## Goal
Reproduce verbatim everything in the listing below, from the line containing "Where can you spot the frog front" down to the final line of the listing, including both of those lines.

## Given records
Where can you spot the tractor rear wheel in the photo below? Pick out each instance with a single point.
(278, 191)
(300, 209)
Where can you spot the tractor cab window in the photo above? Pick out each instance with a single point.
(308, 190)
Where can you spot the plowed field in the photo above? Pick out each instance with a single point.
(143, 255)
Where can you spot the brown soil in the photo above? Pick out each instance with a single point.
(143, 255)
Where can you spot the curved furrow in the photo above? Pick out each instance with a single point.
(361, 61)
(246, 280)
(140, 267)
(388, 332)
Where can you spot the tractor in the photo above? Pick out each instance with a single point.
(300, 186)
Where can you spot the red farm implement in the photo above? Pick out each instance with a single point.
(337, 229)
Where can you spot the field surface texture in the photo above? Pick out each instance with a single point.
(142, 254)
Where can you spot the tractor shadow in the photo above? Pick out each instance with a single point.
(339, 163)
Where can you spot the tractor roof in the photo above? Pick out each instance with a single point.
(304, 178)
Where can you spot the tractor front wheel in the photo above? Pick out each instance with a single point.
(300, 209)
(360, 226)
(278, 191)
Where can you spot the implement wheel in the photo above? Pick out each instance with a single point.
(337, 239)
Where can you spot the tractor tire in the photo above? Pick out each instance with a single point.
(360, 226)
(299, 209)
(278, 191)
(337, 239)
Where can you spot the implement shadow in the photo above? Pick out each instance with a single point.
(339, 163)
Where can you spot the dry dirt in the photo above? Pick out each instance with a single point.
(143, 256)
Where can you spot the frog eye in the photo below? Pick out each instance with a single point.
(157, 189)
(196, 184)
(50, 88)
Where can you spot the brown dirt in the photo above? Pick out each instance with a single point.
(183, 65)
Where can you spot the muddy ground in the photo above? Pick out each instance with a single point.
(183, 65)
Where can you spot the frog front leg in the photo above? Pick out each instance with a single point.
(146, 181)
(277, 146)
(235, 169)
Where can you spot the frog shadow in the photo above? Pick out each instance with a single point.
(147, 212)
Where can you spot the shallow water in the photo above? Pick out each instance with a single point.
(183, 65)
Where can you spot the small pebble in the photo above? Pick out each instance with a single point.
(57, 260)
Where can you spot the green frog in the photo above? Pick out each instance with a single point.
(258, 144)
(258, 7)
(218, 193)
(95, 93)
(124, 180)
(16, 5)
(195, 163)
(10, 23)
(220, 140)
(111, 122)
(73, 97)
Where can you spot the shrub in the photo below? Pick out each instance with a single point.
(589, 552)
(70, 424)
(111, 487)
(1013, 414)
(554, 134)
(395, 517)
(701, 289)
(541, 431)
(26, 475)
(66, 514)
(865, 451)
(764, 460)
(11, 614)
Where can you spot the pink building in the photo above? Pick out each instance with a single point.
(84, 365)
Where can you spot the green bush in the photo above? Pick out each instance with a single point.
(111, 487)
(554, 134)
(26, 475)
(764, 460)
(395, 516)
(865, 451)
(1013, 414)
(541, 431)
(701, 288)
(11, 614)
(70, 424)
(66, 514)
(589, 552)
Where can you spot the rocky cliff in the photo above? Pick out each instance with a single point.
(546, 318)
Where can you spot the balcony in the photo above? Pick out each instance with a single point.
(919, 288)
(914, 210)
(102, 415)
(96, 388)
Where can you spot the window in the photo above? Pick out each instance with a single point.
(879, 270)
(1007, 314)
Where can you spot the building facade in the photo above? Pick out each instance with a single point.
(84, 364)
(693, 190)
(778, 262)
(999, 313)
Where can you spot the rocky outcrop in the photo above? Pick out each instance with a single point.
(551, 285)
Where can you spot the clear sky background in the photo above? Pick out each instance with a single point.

## Response to this task
Where can you spot the frog front leg in the photo above? Pick out each instance with a single point.
(146, 181)
(277, 146)
(235, 169)
Where can you spot the frog shadow in the photo above? Pick out each instance with a single point.
(147, 212)
Where can you spot the shallow water in the photo above? Pick out each instance with a single point.
(183, 65)
Where can you spot the small pebble in the photo above? Pick out each instance with a single point.
(57, 260)
Where can you spot the green frog in the photo above? Pick out each instance with a single point.
(258, 144)
(258, 7)
(218, 193)
(95, 93)
(124, 180)
(16, 5)
(195, 163)
(10, 23)
(220, 140)
(111, 122)
(73, 97)
Where can you spot the shrub in the photo below? Pick out each instance with a single point.
(589, 552)
(70, 424)
(111, 487)
(1013, 414)
(554, 134)
(395, 517)
(701, 289)
(541, 431)
(26, 475)
(66, 514)
(865, 451)
(764, 460)
(11, 614)
Where can you spot the pink building in the photo above? Pick out each instance with a single point.
(84, 365)
Where can you spot the green bush in the photo above? Pick out each instance with a single point.
(111, 487)
(554, 134)
(26, 475)
(764, 460)
(395, 516)
(865, 451)
(1013, 414)
(541, 431)
(701, 288)
(11, 614)
(70, 424)
(66, 514)
(589, 552)
Where can you spot the rocky cliff in the photo above? Pick out each instance with a single point.
(546, 318)
Where can you spot the balcony in the photo above? Pick out each instance with a single point.
(919, 288)
(914, 210)
(102, 415)
(96, 388)
Where can you spot the window in the photo above? Pick out each instance with a single point.
(879, 270)
(1007, 314)
Where can you spot the building facade in the photo above? Pick out each instance with a single point.
(84, 364)
(693, 190)
(778, 262)
(999, 313)
Where can you spot the rocky outcrop in the photo above? Pick out each instance with a single point.
(551, 285)
Where can you spot the clear sky background in the photo above? Pick out each instance with a single point.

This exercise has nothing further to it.